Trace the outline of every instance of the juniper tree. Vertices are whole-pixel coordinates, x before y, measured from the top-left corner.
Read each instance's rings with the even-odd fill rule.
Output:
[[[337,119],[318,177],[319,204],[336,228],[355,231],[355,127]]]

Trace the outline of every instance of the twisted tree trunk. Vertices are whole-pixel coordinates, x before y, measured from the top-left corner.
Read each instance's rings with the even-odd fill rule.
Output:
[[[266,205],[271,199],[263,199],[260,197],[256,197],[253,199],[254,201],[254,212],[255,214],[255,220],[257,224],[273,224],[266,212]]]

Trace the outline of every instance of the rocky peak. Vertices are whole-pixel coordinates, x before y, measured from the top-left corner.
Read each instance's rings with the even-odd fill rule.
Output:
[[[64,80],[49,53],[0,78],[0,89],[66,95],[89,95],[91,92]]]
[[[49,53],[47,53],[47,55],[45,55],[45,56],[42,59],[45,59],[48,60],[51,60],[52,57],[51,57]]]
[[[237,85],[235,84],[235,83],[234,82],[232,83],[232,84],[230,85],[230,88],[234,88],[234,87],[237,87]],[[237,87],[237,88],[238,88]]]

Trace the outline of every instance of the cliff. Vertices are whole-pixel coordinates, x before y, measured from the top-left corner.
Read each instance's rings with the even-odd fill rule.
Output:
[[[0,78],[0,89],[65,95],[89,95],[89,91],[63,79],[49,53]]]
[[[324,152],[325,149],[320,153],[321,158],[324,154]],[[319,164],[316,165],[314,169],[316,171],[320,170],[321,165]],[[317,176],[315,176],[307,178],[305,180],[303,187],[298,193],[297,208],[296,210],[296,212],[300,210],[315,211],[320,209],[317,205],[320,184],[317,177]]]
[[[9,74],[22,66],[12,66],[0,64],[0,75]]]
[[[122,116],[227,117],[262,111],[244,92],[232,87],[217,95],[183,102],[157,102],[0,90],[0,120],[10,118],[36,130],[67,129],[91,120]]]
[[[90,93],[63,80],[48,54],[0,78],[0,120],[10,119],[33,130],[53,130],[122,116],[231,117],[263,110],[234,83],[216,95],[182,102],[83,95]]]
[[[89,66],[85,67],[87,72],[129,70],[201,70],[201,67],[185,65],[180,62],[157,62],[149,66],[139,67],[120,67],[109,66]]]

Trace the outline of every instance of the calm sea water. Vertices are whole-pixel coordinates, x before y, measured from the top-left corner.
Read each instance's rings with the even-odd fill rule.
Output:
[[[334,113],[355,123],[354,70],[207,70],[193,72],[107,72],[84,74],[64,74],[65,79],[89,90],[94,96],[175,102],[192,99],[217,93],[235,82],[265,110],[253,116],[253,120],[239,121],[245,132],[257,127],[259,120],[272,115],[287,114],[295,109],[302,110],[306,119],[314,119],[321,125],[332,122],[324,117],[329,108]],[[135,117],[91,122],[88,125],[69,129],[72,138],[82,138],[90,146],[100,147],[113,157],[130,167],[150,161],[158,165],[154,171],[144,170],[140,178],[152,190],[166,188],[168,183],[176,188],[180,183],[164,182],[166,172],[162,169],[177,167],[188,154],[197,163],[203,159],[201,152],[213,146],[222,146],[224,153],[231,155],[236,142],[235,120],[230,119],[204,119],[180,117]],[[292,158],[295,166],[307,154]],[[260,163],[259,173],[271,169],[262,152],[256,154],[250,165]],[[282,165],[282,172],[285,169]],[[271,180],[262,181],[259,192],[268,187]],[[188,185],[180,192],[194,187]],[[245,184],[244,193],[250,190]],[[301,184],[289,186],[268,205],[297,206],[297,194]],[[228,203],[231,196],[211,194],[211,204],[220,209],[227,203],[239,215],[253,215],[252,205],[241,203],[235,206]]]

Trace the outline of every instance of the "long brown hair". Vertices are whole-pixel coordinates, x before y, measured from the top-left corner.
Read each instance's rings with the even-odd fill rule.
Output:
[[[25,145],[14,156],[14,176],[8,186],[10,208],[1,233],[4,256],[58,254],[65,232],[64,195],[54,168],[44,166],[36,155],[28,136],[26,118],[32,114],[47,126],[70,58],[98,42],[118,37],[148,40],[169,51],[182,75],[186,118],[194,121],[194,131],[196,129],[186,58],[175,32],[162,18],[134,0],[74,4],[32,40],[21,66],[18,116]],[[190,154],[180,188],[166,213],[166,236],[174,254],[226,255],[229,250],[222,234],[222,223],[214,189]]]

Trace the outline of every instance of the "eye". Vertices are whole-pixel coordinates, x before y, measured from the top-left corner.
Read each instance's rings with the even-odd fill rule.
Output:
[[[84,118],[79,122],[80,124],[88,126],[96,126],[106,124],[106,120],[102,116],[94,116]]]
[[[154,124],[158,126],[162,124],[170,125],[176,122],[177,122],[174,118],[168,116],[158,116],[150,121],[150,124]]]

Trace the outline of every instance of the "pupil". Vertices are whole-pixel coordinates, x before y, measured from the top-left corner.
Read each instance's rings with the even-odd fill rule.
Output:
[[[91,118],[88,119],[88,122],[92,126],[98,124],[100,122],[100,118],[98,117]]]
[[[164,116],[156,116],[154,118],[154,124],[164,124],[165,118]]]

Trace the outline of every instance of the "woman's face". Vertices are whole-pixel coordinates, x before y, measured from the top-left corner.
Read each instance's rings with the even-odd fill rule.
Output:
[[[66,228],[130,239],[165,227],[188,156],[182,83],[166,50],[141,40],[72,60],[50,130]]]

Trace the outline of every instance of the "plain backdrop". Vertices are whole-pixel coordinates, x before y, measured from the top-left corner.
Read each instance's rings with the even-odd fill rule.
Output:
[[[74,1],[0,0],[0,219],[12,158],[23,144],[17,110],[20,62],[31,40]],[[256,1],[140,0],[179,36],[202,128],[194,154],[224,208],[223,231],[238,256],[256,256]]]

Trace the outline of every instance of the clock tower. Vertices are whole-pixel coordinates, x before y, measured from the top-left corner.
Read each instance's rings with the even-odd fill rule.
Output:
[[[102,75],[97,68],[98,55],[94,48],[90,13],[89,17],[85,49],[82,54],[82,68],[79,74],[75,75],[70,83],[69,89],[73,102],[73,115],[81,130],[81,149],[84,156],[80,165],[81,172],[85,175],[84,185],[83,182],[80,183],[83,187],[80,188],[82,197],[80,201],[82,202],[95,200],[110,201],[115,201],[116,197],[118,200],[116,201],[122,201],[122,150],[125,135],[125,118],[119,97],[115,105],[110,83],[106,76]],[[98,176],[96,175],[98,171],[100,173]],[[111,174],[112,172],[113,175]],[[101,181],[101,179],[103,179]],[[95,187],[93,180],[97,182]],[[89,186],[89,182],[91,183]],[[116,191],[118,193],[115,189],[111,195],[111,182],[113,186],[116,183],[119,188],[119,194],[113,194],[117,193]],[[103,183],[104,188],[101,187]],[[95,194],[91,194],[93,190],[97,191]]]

--

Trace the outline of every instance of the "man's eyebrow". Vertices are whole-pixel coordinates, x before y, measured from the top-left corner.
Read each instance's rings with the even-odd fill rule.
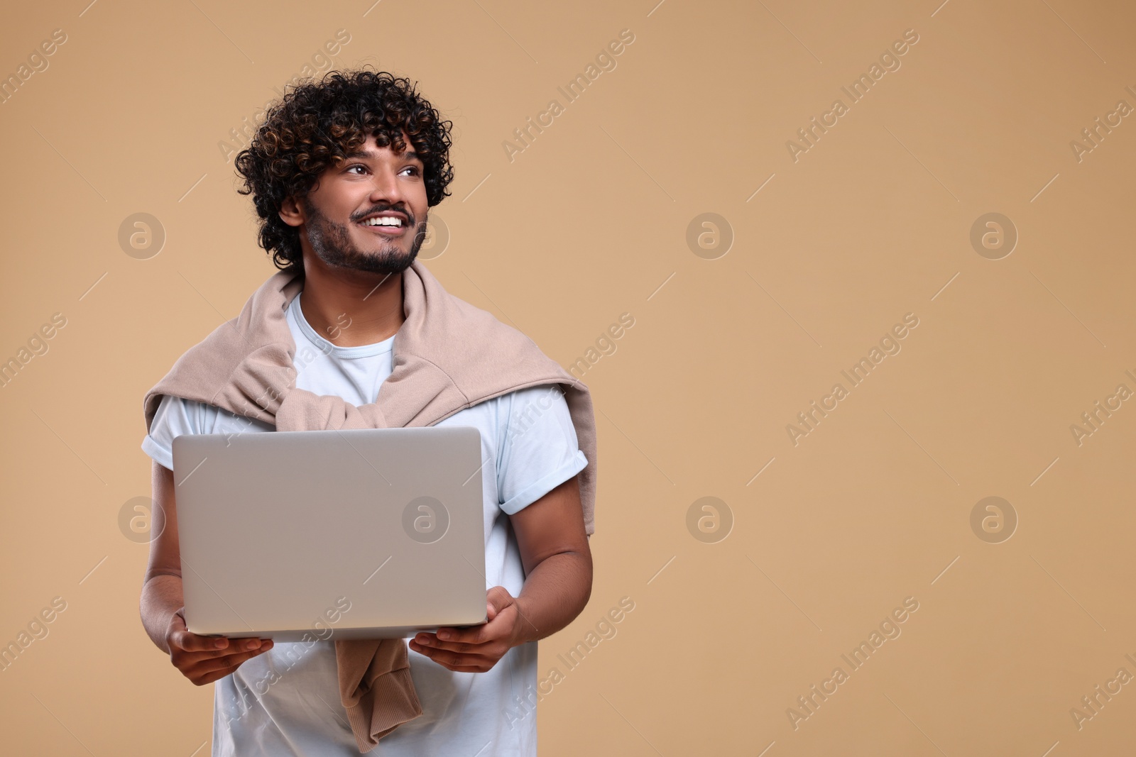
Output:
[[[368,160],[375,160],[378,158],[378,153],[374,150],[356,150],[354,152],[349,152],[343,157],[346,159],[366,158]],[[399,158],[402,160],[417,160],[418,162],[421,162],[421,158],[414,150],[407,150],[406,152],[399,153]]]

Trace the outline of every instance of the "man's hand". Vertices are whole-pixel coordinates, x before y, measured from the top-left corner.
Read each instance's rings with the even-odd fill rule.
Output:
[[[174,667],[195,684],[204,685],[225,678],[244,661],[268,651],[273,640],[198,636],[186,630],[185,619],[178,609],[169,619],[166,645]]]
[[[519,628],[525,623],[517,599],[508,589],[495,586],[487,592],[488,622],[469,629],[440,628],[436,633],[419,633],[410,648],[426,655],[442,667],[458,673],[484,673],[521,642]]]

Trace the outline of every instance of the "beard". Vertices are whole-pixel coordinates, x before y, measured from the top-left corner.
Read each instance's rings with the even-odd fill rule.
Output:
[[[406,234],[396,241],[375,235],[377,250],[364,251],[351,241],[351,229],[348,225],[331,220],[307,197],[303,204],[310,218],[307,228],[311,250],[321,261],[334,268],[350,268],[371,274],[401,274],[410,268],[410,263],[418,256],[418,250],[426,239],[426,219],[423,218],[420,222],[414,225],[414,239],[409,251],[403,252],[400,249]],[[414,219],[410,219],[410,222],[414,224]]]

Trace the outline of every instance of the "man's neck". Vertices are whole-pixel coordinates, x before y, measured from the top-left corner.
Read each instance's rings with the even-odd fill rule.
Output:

* * *

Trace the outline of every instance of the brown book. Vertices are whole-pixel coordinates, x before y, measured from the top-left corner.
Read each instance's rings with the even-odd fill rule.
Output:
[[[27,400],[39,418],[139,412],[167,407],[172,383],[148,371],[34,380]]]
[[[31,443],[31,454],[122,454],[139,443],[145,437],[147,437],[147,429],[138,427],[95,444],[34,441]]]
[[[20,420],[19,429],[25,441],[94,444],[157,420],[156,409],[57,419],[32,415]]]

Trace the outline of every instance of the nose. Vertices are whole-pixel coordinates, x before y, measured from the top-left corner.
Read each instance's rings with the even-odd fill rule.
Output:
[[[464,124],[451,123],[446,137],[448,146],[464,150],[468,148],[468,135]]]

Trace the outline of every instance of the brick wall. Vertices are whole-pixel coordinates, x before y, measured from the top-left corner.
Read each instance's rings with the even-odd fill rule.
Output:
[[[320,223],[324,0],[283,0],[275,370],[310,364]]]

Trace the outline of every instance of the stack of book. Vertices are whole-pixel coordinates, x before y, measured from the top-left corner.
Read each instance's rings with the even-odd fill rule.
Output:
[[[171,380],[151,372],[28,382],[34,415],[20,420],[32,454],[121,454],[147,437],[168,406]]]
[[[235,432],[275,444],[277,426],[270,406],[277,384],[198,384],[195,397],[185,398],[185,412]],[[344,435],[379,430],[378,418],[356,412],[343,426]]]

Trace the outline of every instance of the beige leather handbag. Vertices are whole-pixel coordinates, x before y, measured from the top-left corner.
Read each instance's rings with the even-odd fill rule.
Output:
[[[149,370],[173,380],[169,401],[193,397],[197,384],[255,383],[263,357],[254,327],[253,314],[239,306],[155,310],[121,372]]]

* _WHAT THE EXERCISE ASKS_: In the entries, could you rewrite the lines starting at the one containing "Trace the outline of every instance of the juniper" and ending at the one containing "[[[337,119],[318,177],[319,204],[336,228],[355,231],[355,127]]]", changing "even-odd fill rule" to "nonzero winding rule" and keeping everything else the same?

* _SOLUTION TO THIS PROBLEM_:
Trace the outline of every instance of the juniper tree. Vertices are whole-pixel coordinates, x before y, measured from the top-left corner.
Read each instance's rings with the nonzero winding rule.
Output:
[[[337,119],[318,177],[319,204],[336,228],[355,231],[355,127]]]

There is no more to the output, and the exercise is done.